TASK INSTRUCTIONS
Copy the following lines verbatim, from the line containing "Outline any woman's face you see." through the line containing "135, 73, 170, 112", with both of those lines included.

** start EXERCISE INPUT **

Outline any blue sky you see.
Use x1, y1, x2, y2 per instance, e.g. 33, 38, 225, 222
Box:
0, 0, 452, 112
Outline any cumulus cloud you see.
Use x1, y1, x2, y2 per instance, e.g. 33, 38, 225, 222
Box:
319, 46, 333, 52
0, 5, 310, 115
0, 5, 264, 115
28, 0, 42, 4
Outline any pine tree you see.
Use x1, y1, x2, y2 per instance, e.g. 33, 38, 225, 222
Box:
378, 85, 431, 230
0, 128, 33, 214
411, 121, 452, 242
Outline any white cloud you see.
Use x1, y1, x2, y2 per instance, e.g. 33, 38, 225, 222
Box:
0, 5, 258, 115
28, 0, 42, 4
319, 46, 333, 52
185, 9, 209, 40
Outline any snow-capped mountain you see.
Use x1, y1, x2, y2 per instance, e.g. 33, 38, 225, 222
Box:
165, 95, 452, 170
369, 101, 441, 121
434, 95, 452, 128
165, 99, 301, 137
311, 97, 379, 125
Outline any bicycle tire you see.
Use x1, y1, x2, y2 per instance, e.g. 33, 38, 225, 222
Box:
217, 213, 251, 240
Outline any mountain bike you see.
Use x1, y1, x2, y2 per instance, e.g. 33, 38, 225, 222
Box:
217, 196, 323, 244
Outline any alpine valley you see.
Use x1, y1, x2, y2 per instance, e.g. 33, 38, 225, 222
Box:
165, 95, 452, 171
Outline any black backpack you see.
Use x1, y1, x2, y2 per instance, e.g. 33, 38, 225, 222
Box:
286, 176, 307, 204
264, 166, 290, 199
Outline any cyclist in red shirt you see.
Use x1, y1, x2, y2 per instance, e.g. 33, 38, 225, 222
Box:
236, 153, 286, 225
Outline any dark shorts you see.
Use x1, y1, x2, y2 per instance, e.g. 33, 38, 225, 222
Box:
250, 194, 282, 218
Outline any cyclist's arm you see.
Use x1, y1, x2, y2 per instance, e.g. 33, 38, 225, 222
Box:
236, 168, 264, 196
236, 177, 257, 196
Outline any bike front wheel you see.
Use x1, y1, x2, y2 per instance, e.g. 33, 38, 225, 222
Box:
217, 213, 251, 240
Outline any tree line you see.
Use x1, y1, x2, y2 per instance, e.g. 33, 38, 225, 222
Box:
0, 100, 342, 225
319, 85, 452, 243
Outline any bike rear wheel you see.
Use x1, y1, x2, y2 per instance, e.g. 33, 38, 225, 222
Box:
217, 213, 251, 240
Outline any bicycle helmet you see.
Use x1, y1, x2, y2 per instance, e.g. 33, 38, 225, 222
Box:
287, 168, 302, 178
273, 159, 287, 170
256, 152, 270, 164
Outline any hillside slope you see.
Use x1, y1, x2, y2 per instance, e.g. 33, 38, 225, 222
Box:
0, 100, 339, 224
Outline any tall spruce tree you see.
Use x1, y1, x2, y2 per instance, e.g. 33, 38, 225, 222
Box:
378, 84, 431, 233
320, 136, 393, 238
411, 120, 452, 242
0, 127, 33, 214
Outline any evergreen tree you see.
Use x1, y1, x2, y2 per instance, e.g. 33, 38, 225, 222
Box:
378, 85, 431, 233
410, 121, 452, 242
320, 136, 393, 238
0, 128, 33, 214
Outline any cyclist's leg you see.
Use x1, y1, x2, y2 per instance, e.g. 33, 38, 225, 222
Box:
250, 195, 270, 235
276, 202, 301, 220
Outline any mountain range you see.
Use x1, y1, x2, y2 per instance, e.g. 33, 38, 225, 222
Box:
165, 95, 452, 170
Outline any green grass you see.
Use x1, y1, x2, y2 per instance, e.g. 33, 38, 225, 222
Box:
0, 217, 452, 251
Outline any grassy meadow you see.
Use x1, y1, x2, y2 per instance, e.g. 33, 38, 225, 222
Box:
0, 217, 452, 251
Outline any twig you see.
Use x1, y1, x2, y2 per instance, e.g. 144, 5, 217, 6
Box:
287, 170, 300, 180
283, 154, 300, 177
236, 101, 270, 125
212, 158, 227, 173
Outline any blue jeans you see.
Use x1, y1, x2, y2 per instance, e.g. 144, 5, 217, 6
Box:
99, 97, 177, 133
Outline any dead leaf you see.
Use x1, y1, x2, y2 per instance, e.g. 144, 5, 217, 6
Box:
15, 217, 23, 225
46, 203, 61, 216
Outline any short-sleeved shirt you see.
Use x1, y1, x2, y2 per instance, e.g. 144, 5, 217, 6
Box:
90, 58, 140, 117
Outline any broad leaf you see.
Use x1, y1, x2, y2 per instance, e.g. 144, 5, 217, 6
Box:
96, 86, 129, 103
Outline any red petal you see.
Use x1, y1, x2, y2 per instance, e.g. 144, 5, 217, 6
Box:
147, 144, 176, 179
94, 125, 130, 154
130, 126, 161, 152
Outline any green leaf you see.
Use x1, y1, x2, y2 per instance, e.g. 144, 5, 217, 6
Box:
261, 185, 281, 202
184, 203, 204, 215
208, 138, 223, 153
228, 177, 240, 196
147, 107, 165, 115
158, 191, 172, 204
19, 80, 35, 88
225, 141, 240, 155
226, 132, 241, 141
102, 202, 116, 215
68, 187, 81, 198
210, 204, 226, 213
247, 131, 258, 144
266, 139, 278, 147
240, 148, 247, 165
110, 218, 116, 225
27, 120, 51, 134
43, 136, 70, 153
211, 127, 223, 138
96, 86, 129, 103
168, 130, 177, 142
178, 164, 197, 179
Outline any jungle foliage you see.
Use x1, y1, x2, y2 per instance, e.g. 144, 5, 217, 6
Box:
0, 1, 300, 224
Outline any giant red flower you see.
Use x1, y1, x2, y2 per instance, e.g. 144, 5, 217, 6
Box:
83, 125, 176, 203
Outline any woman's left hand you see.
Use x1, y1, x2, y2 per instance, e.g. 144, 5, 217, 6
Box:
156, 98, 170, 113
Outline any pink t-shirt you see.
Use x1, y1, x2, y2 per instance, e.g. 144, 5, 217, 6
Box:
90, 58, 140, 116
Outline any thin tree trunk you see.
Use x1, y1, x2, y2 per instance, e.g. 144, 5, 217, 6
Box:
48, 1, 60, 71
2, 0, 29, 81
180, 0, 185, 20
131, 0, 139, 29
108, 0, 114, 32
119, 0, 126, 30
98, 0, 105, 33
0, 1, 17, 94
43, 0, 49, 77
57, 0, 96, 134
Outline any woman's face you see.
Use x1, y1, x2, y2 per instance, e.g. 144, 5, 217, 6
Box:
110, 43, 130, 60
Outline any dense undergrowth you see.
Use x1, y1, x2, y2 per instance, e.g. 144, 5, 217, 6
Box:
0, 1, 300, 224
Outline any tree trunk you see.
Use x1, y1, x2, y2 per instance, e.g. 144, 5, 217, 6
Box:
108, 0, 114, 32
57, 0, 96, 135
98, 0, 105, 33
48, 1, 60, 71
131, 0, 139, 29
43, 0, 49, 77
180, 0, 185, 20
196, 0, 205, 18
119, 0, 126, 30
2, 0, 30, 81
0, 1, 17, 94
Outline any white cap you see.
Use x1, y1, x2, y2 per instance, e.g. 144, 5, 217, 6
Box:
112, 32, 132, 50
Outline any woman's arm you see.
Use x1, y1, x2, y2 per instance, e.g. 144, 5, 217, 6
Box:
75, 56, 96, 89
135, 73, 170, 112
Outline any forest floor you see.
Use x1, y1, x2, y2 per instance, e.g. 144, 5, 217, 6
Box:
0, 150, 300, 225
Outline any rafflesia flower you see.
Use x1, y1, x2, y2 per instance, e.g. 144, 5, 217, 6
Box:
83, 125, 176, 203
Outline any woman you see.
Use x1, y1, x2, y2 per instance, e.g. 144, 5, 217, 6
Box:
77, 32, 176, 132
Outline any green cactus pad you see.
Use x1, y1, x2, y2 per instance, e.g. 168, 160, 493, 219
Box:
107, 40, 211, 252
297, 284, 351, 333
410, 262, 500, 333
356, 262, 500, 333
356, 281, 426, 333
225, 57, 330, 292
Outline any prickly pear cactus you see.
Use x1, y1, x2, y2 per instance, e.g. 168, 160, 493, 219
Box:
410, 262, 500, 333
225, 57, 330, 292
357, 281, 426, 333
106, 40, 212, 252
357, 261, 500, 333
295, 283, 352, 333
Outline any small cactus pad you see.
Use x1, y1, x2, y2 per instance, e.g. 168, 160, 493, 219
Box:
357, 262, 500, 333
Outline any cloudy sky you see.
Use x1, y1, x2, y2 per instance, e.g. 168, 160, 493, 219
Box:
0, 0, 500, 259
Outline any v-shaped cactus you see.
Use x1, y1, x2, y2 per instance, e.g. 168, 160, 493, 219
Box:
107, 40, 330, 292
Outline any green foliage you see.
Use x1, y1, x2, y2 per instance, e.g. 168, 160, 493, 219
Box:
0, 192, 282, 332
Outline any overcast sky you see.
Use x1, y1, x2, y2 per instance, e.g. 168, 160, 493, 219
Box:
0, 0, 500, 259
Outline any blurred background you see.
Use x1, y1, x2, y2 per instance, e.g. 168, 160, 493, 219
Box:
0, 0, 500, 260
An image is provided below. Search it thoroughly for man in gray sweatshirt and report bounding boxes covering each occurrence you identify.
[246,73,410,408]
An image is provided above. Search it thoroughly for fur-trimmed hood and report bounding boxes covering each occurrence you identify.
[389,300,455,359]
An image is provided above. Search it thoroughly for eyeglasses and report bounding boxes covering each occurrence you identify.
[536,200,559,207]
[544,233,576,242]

** end EXERCISE INPUT **

COMPLETE RESPONSE
Outline any woman's face you see.
Use x1, y1, x2, y2 per instance, e.g. 144, 5, 217, 6
Box:
110, 43, 130, 60
Outline any dense undergrowth you see.
Use x1, y1, x2, y2 per instance, e.g. 144, 5, 217, 6
Box:
0, 1, 300, 224
Outline any tree trunk you see.
Use x1, y1, x2, y2 per instance, e.g. 144, 5, 217, 6
Box:
108, 0, 114, 32
57, 0, 96, 135
98, 0, 105, 33
48, 1, 60, 71
131, 0, 139, 29
43, 0, 49, 77
180, 0, 185, 20
196, 0, 205, 18
119, 0, 126, 30
2, 0, 30, 81
0, 1, 17, 94
Outline any white cap you see.
Use x1, y1, x2, y2 per instance, e.g. 144, 5, 217, 6
Box:
112, 32, 132, 50
Outline any woman's arm you see.
Use x1, y1, x2, y2 per instance, e.g. 144, 5, 217, 6
Box:
75, 56, 96, 89
135, 73, 170, 112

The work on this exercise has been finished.